AUFGABENSTELLUNG: Schreibe aus dem Textauszug über Aufstockungen in Holzbauweise den Abschnitt wörtlich ab, der mit „Die TU Darmstadt, das“ beginnt und mit „Tragfähigkeit des Altbaus.“ endet.

=== TEXTAUSZUG ===

Typologien des Holzbaus

Aufstockung: The city above the city

Holz als leichter, vorzufertigender, aber auch vor Ort gut bearbeitbarer Werkstoff ist prädestiniert, vorhandene Bauten aufzustocken. Dies ist in der Geschichte umfangreich praktiziert worden und auch heute ein wichtiges Werkzeug der Nachverdichtung der Städte und um eine weitere Versiegelung von Boden zu vermeiden. Es gibt Wettbewerbe und zahlreiche Projekte, unter anderem die beispielhafte „Ford-Siedlung“ in Köln, wo dreigeschossige Bestandsgebäude durch zwei Geschosse komplett in Holzbauweise ergänzt wurden. Ein internationaler Wettbewerb „The city above the city“, veranstaltet von „Plan B“, demonstrierte weitreichende Visionen, von der vielgeschossigen Aufstockung des „Hauses des Lehrers“ in Berlin, der Aufstockung des „Flat Iron Building“ in New York bis hin zu einer Art Meta-Stadt, die sich über der alten Stadt entwickelt und die an die Utopien der Metabolisten aus den 1960er Jahren erinnert.
Die TU Darmstadt, das Pestel-Institut haben in zwei Studien 2016 und 2019 die enormen Potentiale der Aufstockung von Wohngebäuden sowie Nicht-Wohngebäuden, also z.B. Parkplätzen und Supermärkten aufgezeigt. 2,7 Mio. Wohneinheiten seien so in Deutschland möglich. Hier sind Holzbausysteme prädestiniert, wie auch diverse Studien und Bauten demonstriert haben. Hermann Kaufmann hat z.B. in Dornbirn / Vorarlberg eine zweigeschossige Wohnbebauung als Atriumhaus auf ein bestehendes Kaufhaus aufgesetzt, als vorgefertigter Holzbau. Das niederländische Büro MVRDV hat 2007 eine originelle Aufstockung aus Holz in Rotterdam realisiert, als Erweiterung der Wohn- und Atelierflächen eines Theaterperückenmachers und in der Form eines sehr kleinen, sehr blauen Dorfes auf dem Flachdach des Bestandsbaus. Der wichtigste Grund für den Einsatz des Holzes war hier die begrenzte Tragfähigkeit des Altbaus.

=== BEREITGESTELLTE EINTRÄGE ===

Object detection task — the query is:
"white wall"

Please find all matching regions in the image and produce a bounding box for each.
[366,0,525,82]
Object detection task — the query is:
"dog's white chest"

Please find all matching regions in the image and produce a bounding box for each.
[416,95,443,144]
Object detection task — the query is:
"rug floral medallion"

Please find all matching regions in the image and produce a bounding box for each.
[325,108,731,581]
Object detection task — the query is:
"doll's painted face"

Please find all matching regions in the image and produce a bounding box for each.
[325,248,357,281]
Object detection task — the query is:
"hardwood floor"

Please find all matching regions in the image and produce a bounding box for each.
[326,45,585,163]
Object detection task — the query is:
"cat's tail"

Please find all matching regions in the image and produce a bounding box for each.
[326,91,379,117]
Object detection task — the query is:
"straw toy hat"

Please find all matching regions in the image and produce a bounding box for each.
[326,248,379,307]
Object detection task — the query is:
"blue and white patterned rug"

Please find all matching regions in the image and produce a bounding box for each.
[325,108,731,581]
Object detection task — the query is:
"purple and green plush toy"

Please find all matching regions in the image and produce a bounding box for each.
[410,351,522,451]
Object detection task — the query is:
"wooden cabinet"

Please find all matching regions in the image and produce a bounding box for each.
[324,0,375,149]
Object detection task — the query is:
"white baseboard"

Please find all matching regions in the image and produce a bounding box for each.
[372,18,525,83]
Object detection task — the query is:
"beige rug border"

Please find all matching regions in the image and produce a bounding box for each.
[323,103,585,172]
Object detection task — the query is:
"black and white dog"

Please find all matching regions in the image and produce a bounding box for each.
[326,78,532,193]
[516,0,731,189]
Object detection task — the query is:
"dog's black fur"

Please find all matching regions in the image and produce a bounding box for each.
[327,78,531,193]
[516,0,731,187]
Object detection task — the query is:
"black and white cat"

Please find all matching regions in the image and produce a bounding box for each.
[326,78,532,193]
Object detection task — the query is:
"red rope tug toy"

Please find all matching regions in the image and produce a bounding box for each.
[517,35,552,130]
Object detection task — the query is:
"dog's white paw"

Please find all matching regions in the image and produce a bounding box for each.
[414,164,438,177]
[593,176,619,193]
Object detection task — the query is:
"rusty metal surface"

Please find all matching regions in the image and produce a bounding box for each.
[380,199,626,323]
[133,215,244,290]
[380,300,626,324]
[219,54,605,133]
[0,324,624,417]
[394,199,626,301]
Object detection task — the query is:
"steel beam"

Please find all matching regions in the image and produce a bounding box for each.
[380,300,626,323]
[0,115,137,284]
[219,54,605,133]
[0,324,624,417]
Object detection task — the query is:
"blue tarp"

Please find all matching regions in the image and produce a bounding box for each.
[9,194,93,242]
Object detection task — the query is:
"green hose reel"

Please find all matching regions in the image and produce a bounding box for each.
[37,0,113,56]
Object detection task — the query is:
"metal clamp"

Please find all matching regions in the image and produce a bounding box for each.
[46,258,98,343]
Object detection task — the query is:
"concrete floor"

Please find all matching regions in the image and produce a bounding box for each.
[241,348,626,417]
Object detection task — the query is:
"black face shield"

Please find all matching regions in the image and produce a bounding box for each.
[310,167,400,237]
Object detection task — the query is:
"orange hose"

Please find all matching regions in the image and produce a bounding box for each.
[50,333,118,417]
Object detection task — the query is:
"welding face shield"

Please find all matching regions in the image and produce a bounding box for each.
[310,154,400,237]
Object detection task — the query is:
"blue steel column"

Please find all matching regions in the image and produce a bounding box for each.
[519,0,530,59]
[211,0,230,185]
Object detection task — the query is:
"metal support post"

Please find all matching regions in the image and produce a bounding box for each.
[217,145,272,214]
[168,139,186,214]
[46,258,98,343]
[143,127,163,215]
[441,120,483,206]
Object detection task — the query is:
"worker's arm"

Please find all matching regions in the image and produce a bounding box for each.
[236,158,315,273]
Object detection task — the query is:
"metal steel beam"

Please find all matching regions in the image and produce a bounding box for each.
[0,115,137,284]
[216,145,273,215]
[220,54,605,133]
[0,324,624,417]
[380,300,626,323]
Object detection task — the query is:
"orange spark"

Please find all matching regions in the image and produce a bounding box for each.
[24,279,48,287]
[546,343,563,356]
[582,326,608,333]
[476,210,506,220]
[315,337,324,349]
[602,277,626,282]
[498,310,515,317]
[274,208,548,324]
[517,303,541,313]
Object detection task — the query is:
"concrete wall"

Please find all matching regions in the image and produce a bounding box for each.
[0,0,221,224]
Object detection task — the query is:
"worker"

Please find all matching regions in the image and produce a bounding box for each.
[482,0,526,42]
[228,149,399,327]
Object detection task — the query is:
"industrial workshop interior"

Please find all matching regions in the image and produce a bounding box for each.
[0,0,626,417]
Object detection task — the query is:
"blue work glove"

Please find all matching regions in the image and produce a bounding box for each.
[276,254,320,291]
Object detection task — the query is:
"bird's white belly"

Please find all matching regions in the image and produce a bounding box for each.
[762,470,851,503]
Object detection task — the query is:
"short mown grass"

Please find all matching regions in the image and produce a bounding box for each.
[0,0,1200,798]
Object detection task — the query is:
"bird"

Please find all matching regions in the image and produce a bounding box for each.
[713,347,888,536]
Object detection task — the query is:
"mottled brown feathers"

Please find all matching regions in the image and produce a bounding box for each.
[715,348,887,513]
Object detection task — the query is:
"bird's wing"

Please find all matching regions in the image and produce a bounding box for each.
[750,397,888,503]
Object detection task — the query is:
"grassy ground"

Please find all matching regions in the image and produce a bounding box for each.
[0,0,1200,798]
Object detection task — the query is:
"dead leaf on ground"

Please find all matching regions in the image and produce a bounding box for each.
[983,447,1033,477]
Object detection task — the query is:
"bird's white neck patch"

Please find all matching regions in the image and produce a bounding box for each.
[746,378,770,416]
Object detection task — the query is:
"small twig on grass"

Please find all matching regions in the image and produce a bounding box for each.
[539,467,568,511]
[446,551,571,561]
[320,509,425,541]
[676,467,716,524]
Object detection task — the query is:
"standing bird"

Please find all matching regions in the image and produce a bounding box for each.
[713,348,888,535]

===

ANTWORT ZUR AUFGABE:
Die TU Darmstadt, das Pestel-Institut haben in zwei Studien 2016 und 2019 die enormen Potentiale der Aufstockung von Wohngebäuden sowie Nicht-Wohngebäuden, also z.B. Parkplätzen und Supermärkten aufgezeigt. 2,7 Mio. Wohneinheiten seien so in Deutschland möglich. Hier sind Holzbausysteme prädestiniert, wie auch diverse Studien und Bauten demonstriert haben. Hermann Kaufmann hat z.B. in Dornbirn / Vorarlberg eine zweigeschossige Wohnbebauung als Atriumhaus auf ein bestehendes Kaufhaus aufgesetzt, als vorgefertigter Holzbau. Das niederländische Büro MVRDV hat 2007 eine originelle Aufstockung aus Holz in Rotterdam realisiert, als Erweiterung der Wohn- und Atelierflächen eines Theaterperückenmachers und in der Form eines sehr kleinen, sehr blauen Dorfes auf dem Flachdach des Bestandsbaus. Der wichtigste Grund für den Einsatz des Holzes war hier die begrenzte Tragfähigkeit des Altbaus.